Facebook, I wish I knew how to quit you. If we’re not discussing why Mark Zuckerberg won’t sue The Social Network, then we’re talking about you unilaterally changing your Terms of Use or your potential patent battle with Google over Foursquare. And now this:

Olympic rowing twins Cameron and Tyler Winklevoss are pushing ahead with another suit against Facebook, a day after they decided not to appeal [to the] U.S. Supreme Court [a] ruling [by the Ninth Circuit] upholding their $65 million settlement with Facebook and its founder Mark Zuckerberg.

I added the edits above because the original report was just wrong.

The continuation of the Winklevosses’ suit caught a lot of people off-guard: how can the Winklevosses continue a lawsuit in one court when another court has already held that they settled all of their claims?

Grab a cup of coffee and pick up your wands, we’re going beyond 1L Civil Procedure.

Some Background On The Two Lawsuits And The Settlement Agreement


A brief recap: there are two lawsuits involving the Winklevoss twins and Facebook, a lawsuit they filed in Massachusetts federal court (that’s the ConnectU case central to The Social Network) and a lawsuit Facebook filed against them in California federal court which, the Ninth Circuit summarized,

alleg[ed] that the Winklevosses and ConnectU hacked into Facebook to purloin user data, and tried to steal users by spamming them. The ensuing litigation involved several other parties and gave bread to many lawyers, but the details are not particularly relevant here.

= = =

# THE REQUEST
Write the next part of the post about the Winklevoss twins' lawsuits with Facebook, starting after its final sentence. The listing that follows this text is not needed.

# DATASET RECORDS
= = =

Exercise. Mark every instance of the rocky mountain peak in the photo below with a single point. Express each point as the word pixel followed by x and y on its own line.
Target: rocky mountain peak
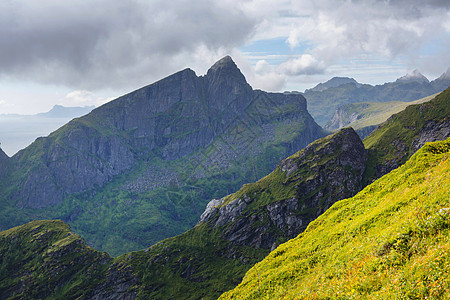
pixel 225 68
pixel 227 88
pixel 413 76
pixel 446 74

= = =

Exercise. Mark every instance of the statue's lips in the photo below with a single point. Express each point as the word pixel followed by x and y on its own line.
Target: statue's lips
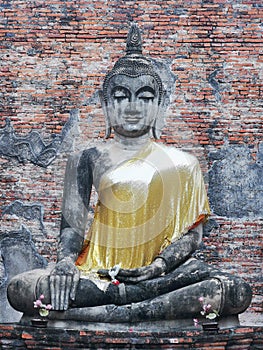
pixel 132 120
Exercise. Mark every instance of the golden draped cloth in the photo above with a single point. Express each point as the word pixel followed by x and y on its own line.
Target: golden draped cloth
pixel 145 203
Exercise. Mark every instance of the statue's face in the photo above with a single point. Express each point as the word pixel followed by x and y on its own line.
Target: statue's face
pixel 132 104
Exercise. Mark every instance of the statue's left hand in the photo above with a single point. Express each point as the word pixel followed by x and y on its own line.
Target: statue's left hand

= = =

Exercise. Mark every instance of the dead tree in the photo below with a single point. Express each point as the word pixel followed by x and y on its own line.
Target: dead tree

= = =

# RESPONSE TO THE TASK
Indeed. That Ninth Circuit opinion was quite boring by legal standards: it held that the one-and-one-third page term sheet that the ConnectU plaintiffs signed with the Facebook defendants following a mediation — in which the ConnectU plaintiffs released all their claims in exchange for cash and a piece of Facebook — was enforceable. The ConnectU plaintiffs came up with a couple clever arguments, like the claim that Facebook misrepresented its value and thus violated securities laws, but none of those really mattered: that one-and-one-third page term sheet was good enough to create an enforceable settlement.

That’s the opinion the Winklevosses were appealing to the Supreme Court. Not a bad idea to give that appeal up — their odds of success were minuscule, given that the case didn’t raise any particularly novel or interesting questions of law. It was your standard argument over whether or not a party would be bound by an initial settlement that was not reduced to a longer, finalized document to their satisfaction. (The answer is usually “yes.”)

The California case is thus done and gone, with a Ninth Circuit opinion affirming that the settlement included provisions under which:

The parties also agreed to grant each other “mutual releases as broad as possible,” and the Winklevosses represented and warranted that “[t]hey have no further right to assert against Facebook” and “no further claims against Facebook & its related parties.”

Ordinarily, there’s nothing more to do. The Winklevosses released and settled all of their claims, including the ones in Massachusetts. Typically, if there are multiple cases and one case ends with an agreement or opinion holding that all claims are released, the plaintiff files a praecipe or stipulation to dismiss the case. If they don’t, the defendant files a pro forma page-or-two motion moving to enforce the settlement and dismiss the case.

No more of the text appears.